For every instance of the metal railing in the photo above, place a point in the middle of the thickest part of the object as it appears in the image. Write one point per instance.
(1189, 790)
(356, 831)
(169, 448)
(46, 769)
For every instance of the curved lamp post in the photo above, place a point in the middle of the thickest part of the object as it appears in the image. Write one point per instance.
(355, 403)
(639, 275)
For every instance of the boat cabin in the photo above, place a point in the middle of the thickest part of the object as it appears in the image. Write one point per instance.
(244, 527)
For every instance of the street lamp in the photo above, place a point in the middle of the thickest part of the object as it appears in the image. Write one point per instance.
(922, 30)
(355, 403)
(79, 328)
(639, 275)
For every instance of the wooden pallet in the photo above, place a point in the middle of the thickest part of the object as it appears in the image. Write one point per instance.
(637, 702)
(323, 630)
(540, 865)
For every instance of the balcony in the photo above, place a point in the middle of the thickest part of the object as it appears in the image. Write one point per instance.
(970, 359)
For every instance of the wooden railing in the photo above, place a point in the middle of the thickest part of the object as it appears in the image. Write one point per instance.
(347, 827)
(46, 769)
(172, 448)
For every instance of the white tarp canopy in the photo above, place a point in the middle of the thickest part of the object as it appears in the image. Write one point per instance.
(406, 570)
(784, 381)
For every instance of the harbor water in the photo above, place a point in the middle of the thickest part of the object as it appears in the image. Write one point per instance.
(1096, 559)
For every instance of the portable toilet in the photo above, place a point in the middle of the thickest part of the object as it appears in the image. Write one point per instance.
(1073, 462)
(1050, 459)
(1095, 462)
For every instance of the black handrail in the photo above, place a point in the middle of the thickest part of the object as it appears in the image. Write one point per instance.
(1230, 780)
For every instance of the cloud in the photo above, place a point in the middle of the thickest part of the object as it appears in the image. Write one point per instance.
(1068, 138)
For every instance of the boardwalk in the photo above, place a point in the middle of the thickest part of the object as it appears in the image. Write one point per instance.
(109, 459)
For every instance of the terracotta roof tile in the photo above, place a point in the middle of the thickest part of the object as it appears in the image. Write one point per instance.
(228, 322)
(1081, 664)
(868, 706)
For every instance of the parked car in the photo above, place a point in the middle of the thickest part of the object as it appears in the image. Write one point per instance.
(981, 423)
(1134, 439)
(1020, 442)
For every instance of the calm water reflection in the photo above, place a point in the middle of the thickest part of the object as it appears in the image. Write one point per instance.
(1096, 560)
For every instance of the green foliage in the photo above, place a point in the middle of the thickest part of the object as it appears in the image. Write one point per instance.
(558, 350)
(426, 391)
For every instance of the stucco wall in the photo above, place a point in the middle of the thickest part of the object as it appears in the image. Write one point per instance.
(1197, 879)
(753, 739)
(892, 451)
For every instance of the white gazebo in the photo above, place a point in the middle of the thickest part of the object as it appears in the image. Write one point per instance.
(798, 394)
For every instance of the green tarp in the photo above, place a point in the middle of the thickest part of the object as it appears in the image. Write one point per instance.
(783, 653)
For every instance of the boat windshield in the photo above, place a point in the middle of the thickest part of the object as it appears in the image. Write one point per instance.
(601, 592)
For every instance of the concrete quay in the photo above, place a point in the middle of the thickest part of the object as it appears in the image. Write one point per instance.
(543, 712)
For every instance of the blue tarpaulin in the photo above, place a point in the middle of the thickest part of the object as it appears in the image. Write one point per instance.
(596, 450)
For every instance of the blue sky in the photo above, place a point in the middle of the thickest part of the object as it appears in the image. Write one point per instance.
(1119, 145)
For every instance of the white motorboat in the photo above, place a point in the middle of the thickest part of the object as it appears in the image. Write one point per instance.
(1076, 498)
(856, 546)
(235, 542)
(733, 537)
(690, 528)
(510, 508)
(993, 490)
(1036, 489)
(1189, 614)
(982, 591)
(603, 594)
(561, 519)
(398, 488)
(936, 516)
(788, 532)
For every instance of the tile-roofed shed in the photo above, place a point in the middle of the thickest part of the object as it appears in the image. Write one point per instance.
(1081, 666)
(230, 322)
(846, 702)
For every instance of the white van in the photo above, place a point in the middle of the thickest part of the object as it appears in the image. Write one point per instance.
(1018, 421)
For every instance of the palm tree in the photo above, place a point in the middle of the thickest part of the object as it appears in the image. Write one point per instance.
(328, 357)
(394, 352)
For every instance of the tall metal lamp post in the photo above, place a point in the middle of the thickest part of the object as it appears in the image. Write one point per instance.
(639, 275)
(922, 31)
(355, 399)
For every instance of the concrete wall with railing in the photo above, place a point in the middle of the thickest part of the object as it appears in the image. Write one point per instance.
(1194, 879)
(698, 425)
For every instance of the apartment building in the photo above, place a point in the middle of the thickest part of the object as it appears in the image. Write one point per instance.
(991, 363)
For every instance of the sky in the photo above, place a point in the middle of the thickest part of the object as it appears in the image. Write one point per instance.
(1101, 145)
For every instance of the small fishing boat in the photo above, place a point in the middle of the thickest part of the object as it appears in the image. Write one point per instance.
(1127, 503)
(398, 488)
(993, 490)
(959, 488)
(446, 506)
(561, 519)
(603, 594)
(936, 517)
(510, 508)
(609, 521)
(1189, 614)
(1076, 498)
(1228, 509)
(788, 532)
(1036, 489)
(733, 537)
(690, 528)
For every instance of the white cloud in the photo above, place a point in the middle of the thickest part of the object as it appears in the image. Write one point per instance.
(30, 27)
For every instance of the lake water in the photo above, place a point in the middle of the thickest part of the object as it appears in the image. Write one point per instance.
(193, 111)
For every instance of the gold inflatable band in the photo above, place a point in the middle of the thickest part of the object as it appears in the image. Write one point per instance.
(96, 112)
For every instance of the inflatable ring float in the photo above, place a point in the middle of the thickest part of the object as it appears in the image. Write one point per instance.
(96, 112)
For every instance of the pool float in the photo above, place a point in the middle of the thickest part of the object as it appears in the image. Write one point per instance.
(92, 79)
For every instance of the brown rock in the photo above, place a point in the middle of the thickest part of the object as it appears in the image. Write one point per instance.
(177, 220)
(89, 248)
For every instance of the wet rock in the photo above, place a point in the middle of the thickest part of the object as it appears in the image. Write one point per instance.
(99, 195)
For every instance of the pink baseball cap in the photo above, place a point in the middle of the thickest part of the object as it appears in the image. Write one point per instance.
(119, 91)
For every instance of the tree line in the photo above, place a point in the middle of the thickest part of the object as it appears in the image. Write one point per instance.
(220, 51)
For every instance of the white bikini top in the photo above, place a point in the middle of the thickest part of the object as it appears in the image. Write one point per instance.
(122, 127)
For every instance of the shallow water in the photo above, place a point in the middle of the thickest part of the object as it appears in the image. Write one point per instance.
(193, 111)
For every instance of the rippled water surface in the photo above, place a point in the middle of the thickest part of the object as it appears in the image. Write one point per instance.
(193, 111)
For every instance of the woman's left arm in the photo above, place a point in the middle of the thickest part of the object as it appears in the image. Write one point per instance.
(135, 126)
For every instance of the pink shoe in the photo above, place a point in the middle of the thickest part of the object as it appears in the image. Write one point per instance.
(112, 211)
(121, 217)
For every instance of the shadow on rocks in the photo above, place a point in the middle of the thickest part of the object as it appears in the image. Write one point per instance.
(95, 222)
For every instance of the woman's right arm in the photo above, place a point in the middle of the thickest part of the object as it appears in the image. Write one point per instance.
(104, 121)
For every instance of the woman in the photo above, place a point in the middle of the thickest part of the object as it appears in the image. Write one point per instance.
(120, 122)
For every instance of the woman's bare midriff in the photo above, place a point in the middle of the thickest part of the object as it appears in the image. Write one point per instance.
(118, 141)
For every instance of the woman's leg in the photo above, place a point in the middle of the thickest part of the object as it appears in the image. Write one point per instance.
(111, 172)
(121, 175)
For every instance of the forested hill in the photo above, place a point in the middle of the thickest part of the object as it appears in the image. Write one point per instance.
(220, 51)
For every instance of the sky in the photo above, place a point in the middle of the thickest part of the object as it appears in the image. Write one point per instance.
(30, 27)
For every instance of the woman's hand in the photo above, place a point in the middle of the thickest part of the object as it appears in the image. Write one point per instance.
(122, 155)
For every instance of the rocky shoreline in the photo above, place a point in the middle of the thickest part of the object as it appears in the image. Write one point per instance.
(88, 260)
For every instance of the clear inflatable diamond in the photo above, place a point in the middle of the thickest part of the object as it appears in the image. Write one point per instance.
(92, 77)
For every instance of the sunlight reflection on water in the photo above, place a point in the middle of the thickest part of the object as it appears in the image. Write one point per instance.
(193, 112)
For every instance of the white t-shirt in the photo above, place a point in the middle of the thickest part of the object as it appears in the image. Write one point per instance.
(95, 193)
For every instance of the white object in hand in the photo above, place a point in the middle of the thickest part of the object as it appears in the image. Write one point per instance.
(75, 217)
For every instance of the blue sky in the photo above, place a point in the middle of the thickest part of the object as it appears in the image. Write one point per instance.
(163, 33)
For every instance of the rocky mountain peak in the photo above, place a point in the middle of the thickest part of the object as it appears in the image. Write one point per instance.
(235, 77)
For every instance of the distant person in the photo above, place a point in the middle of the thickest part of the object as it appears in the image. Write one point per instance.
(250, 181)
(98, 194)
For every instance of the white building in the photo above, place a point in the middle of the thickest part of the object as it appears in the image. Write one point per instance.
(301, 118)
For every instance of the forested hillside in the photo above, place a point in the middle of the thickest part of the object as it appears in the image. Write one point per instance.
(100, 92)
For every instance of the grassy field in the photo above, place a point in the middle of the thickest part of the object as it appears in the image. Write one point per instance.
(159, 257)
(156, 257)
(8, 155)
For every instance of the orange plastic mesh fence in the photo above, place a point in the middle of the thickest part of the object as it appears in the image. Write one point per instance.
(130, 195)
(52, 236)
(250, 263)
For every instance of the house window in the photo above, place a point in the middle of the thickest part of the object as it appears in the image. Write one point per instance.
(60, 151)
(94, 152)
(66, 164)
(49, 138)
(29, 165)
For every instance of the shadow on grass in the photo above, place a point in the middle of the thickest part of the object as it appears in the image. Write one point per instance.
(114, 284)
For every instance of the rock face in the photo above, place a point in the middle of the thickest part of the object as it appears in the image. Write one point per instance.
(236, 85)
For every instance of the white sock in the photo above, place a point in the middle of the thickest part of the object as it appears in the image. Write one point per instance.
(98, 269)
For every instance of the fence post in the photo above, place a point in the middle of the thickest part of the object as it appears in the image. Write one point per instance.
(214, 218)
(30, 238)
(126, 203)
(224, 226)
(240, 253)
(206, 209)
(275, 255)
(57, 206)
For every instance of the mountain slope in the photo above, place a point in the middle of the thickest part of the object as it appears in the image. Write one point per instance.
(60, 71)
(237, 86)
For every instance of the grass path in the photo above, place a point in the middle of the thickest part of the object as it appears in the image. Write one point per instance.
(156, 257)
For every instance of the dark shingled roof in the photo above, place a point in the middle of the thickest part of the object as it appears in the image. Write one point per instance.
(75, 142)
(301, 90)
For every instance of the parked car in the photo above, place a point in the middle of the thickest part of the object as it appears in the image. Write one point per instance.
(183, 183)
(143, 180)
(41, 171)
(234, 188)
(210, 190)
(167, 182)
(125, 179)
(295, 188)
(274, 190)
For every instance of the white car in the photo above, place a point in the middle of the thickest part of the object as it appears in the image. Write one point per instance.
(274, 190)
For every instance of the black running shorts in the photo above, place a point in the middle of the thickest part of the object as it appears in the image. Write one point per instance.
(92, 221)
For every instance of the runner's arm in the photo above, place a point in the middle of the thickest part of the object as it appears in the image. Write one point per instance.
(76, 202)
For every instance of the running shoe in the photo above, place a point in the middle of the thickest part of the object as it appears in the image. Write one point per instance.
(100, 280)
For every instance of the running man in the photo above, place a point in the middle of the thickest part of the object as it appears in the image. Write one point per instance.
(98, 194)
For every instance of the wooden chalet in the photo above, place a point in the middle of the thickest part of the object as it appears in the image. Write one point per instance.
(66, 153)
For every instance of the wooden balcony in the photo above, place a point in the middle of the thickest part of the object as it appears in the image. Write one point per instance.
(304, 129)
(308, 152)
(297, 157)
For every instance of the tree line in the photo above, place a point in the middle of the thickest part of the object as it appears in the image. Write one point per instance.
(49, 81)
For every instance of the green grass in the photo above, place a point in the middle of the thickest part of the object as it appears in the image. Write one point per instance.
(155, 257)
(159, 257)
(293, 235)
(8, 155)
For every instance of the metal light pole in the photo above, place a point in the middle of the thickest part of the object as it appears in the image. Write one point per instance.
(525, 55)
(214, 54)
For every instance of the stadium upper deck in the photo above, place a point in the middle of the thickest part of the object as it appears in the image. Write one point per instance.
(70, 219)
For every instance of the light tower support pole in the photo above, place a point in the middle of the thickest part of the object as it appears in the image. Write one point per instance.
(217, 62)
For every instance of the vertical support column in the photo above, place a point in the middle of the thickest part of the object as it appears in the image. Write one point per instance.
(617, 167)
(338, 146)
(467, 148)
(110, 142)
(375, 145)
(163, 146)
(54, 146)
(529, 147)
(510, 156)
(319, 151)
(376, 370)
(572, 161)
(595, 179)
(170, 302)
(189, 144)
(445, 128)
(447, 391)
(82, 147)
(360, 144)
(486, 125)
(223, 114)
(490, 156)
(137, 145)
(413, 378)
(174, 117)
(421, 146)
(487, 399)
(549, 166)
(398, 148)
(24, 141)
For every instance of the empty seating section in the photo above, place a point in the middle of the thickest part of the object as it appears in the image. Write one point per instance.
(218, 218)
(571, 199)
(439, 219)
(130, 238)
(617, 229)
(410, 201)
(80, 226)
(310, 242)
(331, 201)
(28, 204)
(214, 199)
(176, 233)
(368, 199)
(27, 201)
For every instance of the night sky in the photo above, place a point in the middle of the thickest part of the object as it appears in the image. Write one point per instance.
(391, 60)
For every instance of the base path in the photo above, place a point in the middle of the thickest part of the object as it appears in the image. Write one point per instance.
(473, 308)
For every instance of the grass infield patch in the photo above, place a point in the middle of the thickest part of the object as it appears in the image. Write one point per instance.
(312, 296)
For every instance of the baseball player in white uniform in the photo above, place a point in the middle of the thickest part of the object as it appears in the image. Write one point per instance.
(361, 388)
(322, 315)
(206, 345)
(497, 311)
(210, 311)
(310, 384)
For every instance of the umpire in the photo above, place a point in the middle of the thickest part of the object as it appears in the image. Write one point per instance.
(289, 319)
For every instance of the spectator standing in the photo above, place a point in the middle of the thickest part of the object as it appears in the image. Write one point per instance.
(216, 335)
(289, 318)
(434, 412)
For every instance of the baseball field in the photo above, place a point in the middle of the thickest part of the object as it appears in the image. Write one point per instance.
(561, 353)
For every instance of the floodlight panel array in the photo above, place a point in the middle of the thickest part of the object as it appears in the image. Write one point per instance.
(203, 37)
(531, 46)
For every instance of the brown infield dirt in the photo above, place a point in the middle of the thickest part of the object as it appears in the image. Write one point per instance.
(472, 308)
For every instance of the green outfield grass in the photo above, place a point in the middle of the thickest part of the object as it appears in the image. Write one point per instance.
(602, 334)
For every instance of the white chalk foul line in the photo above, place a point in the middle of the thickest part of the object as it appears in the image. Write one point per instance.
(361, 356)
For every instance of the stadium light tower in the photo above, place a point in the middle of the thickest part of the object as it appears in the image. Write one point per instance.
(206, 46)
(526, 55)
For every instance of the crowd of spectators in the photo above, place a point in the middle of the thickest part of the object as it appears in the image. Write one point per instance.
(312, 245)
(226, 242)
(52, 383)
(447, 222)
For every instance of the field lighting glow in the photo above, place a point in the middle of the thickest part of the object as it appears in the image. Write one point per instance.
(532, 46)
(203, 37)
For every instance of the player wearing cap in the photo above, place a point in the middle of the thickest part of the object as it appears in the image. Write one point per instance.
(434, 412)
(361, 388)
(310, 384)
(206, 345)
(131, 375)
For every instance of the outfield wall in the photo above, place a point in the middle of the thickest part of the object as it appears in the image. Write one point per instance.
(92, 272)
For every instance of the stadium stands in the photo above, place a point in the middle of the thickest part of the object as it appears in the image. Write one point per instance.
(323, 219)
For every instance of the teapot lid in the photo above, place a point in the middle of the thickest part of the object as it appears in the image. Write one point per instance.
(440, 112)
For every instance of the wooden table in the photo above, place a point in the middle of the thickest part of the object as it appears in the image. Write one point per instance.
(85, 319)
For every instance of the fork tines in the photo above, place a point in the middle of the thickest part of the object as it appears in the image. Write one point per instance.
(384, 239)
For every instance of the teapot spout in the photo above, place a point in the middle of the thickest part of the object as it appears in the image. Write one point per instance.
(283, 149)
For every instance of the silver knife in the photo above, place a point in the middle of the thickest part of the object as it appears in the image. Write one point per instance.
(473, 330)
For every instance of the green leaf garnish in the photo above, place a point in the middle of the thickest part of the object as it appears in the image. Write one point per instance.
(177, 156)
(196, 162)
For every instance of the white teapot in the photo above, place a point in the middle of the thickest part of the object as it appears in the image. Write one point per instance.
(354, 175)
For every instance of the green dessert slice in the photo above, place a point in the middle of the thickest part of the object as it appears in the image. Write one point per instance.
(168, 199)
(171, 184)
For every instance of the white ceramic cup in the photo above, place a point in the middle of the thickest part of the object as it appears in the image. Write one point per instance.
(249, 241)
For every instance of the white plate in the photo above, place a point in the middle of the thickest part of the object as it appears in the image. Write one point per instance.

> [Set exercise]: Repeat exactly, and only, the lines of the records above, starting with the line that contains "For every instance of the teapot spout" and ending with the final line, both included.

> [Answer to this problem]:
For every instance of the teapot spout in the photo above, place a point in the middle of the thickest part of the object as it appears in the image. Write one point per instance.
(283, 149)
For every instance of the silver knife in the photo above, place a point in the middle of the thickest part of the object as it appears in the image. Write one point per instance.
(473, 330)
For every instance of the green leaf garnish in the photo above, place a point in the middle of the thickest part of the object as it appears in the image. Write one point per instance.
(177, 156)
(196, 162)
For every instance of the white teapot in the photo above, place a point in the middle of the thickest part of the object as it appears in the image. Write one point per instance.
(354, 175)
For every instance of the green dessert slice in the photo above, place a point in the middle of the thickest part of the object as it appears in the image. Write one point per instance.
(168, 199)
(171, 184)
For every instance of the white ceramic cup in the photo above, place a point in the middle of the thickest part of the object as it appears in the image. Write one point per instance.
(249, 241)
For every instance of the white plate in the photo above, place a point in the middle of the thickest part of the object as it appears in the image. Write one point per instance.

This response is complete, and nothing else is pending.